- Request
Put every line of the entries below into a numbered list, dropping any blank lines and leaving out the pictures.

- Data shown
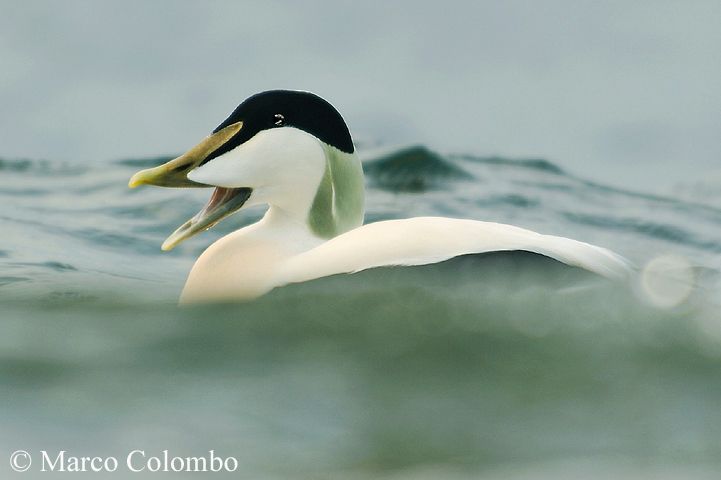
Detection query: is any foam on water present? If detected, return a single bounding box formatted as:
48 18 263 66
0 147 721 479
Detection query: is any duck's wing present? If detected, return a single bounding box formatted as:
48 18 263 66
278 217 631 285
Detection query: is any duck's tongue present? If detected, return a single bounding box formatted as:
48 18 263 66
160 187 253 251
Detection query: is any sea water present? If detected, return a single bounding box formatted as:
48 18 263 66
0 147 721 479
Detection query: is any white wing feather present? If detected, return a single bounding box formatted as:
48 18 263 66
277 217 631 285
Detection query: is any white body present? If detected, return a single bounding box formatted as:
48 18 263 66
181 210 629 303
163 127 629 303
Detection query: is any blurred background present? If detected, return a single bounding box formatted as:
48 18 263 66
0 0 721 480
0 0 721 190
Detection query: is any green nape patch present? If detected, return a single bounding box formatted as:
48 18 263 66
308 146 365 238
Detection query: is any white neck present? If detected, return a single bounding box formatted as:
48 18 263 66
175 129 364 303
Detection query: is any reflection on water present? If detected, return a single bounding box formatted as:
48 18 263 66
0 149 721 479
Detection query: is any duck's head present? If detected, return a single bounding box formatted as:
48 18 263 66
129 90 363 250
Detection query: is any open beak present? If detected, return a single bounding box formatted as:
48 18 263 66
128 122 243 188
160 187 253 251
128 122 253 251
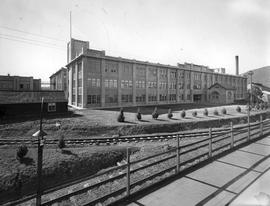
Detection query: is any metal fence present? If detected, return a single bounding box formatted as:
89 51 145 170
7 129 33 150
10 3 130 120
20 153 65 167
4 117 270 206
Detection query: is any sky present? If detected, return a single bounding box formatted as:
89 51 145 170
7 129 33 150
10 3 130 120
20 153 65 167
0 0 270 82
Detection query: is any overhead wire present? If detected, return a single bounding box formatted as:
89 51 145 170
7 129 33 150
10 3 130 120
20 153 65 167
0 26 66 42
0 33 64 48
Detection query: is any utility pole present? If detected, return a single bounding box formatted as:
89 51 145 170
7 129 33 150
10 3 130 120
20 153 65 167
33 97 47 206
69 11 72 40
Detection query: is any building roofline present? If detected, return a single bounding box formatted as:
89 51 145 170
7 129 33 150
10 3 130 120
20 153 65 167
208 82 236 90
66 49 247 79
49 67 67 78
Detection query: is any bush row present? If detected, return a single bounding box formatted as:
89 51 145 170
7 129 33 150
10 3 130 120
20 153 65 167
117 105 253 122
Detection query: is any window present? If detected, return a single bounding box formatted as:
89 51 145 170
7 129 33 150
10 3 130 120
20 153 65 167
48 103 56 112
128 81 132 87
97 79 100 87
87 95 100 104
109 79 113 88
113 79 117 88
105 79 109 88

- Result of this exercise
1. Detection query: is any foam on water present? If detected, return a single bounding box formatted as:
2. 48 18 263 66
3. 0 147 721 479
4. Detection query: is any duck's wing present? If detected, return a single bounding box formatted as:
5. 48 18 263 66
6. 278 217 631 285
7. Detection query: is any duck's tongue present? If detected, return a single bounding box formatted as:
8. 48 18 263 66
9. 160 187 253 251
10. Detection query: is any sea water present? If detected, return a single bounding box formatted as:
11. 48 18 263 66
12. 0 147 721 479
13. Detection query: is any white wing feather present? If detected, return a single bounding box formatted as:
14. 48 18 263 66
15. 277 217 631 285
16. Detection query: is any white body present? If detected, return a single bounding box formatted as:
17. 48 18 263 66
18. 181 210 629 303
19. 163 127 629 303
20. Detection query: is any blurred background present? If detected, return a single bounding box formatted as:
21. 48 18 263 66
22. 0 0 721 480
23. 0 0 721 190
24. Detection query: is any green nape patch present? If detected, return a single bounding box formatted as:
25. 48 18 263 66
26. 308 146 365 238
27. Detection query: is any white neck present? If detected, return a single bounding box formatted as:
28. 48 18 263 66
29. 175 129 364 303
30. Detection query: is any reflection on water present? If detected, return a single bounding box formatted as:
31. 48 18 263 66
32. 0 149 721 479
33. Detection query: is any duck's head present? If detected, return a single bounding box formatted as:
34. 48 18 263 66
35. 129 90 363 250
36. Detection query: is any open beak present? If detected, return a single bounding box formatted as:
37. 48 18 263 66
38. 128 122 243 188
39. 160 187 253 251
40. 128 122 253 251
41. Detection query: is any metal fence present? If detected, return a single bounding box formatted as:
42. 89 51 145 170
43. 7 129 33 150
44. 10 3 130 120
45. 20 153 65 167
46. 4 117 270 206
47. Detection query: is any sky present? If detected, return a single bounding box formatted as:
48. 89 51 145 170
49. 7 129 33 150
50. 10 3 130 120
51. 20 153 65 167
52. 0 0 270 82
53. Detection query: is any overhead wire present? If detected, return a single bounding box formatted as:
54. 89 51 145 170
55. 7 129 33 150
56. 10 3 130 120
57. 20 153 65 167
58. 0 26 66 42
59. 0 33 64 48
60. Detection query: is any utility pole present? If detected, return a single bounding box formatted as:
61. 89 51 145 170
62. 7 129 33 150
63. 10 3 130 120
64. 20 153 65 167
65. 33 97 47 206
66. 69 11 72 40
67. Detection query: is any building roofline present? If detected, return a single bounding box formatted as:
68. 89 51 145 170
69. 7 129 33 150
70. 10 3 130 120
71. 20 153 65 167
72. 208 82 236 90
73. 66 49 247 79
74. 49 67 67 78
75. Detection query: is any bush row present? If detected, return a single bounding box formatted as:
76. 89 51 145 170
77. 7 129 33 150
78. 10 3 130 120
79. 20 153 65 167
80. 117 105 253 122
81. Detection query: is any window present? If detected, return a single bounding box formatted as:
82. 89 51 145 170
83. 7 129 33 150
84. 10 3 130 120
85. 20 153 65 167
86. 48 103 56 112
87. 128 81 132 87
88. 97 79 100 87
89. 87 95 100 104
90. 109 79 113 88
91. 113 79 117 88
92. 105 79 109 88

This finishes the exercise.